>> Start RECORDS PROVIDED

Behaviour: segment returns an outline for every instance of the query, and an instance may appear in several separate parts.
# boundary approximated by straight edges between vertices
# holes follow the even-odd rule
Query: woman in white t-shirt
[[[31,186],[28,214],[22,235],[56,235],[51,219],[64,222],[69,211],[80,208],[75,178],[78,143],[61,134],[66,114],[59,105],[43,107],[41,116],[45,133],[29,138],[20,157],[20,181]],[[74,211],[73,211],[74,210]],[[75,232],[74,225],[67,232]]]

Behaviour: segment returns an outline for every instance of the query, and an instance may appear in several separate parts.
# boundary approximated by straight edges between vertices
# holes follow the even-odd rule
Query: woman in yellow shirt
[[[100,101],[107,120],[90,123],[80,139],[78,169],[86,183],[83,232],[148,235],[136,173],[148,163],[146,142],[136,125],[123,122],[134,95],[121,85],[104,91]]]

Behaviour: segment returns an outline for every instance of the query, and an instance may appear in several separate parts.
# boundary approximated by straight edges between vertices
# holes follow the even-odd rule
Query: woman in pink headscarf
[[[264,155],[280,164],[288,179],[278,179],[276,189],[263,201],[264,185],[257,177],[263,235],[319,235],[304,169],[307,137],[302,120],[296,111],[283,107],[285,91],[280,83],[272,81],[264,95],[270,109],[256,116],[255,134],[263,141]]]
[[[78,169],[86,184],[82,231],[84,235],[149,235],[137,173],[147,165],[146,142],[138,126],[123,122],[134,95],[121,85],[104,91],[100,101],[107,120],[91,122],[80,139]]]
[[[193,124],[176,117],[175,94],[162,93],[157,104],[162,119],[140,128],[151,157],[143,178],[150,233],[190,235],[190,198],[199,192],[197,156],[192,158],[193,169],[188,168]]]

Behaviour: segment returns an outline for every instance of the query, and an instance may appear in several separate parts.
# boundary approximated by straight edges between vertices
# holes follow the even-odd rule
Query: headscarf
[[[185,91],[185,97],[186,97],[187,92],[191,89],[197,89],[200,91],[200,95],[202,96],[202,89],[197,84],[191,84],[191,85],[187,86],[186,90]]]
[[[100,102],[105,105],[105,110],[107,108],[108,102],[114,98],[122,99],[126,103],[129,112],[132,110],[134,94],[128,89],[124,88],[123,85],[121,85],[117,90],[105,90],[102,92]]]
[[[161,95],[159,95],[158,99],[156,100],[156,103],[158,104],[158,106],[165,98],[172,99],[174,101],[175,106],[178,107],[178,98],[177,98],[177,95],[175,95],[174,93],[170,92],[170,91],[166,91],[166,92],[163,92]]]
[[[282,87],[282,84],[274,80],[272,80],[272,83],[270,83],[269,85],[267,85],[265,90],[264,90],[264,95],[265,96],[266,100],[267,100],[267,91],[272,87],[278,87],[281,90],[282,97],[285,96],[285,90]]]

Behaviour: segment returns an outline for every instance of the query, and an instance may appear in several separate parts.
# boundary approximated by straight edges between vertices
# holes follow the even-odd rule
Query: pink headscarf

>> End RECORDS PROVIDED

YOUR TASK:
Reproduce all of the data above line for line, without changing anything.

WORKED ANSWER:
Behaviour: segment returns an outline for every instance of the query, and an instance may appear in several separate parts.
# boundary approximated by straight edges between vertices
# holes follow the even-odd rule
Query: woman in white t-shirt
[[[31,186],[28,214],[22,235],[56,235],[51,219],[64,222],[69,211],[80,208],[75,178],[78,143],[61,134],[66,114],[59,105],[43,107],[41,116],[45,133],[29,138],[20,157],[20,181]],[[74,211],[73,211],[74,210]],[[75,232],[74,225],[67,232]]]

Behaviour: segment returns an outline for every instance of the query, and an instance may appear in several separate parts.
# boundary approximated by straight edges between vertices
# holes follow the even-odd rule
Query: woman in yellow shirt
[[[100,101],[107,120],[90,123],[80,139],[78,169],[86,183],[83,232],[148,235],[136,173],[148,163],[146,142],[136,125],[123,122],[134,95],[121,85],[104,91]]]

Behaviour: segment returns an outline for every instance of the query, and an instance may appear in several separate parts.
# boundary approximated by straight edges between vertices
# holes follow the even-odd rule
Query: woman in pink headscarf
[[[264,155],[280,164],[288,179],[278,179],[276,189],[263,201],[264,185],[257,177],[263,235],[319,235],[304,169],[307,137],[302,120],[296,111],[283,107],[285,91],[280,83],[272,81],[264,95],[270,109],[256,116],[255,134],[263,141]]]
[[[78,169],[86,184],[82,231],[84,235],[149,235],[137,173],[147,165],[146,142],[138,126],[123,122],[134,95],[121,85],[104,91],[100,101],[107,120],[91,122],[80,139]]]
[[[193,124],[176,117],[175,94],[162,93],[157,104],[162,119],[140,128],[151,157],[143,178],[150,233],[190,235],[190,198],[199,192],[197,156],[192,158],[193,169],[188,168]]]

Behaviour: segment returns an outline for every instance of the query, and an instance may appear in several separate parts.
# boundary approximated by straight edges between vertices
# holes follow the even-odd rule
Query: headscarf
[[[185,91],[185,97],[186,97],[187,92],[191,89],[197,89],[200,91],[200,95],[202,96],[202,89],[197,84],[191,84],[191,85],[187,86],[186,90]]]
[[[100,102],[105,105],[105,110],[107,108],[108,102],[114,98],[122,99],[126,103],[129,112],[132,110],[134,94],[128,89],[124,88],[123,85],[121,85],[117,90],[105,90],[102,92]]]
[[[161,95],[159,95],[158,99],[156,100],[156,103],[158,104],[158,106],[165,98],[172,99],[174,101],[175,106],[178,107],[178,98],[177,98],[177,95],[175,95],[174,93],[170,92],[170,91],[166,91],[166,92],[163,92]]]
[[[282,87],[282,84],[274,80],[272,80],[272,83],[270,83],[269,85],[267,85],[265,90],[264,90],[264,95],[265,96],[266,100],[267,100],[267,91],[272,87],[278,87],[281,90],[282,97],[285,96],[285,90]]]

Behaviour: segment returns an outline for every instance of the query, and an instance may appear in several separate parts.
# boundary approximated by straight edges between vertices
# holes follow the even-odd rule
Query: pink headscarf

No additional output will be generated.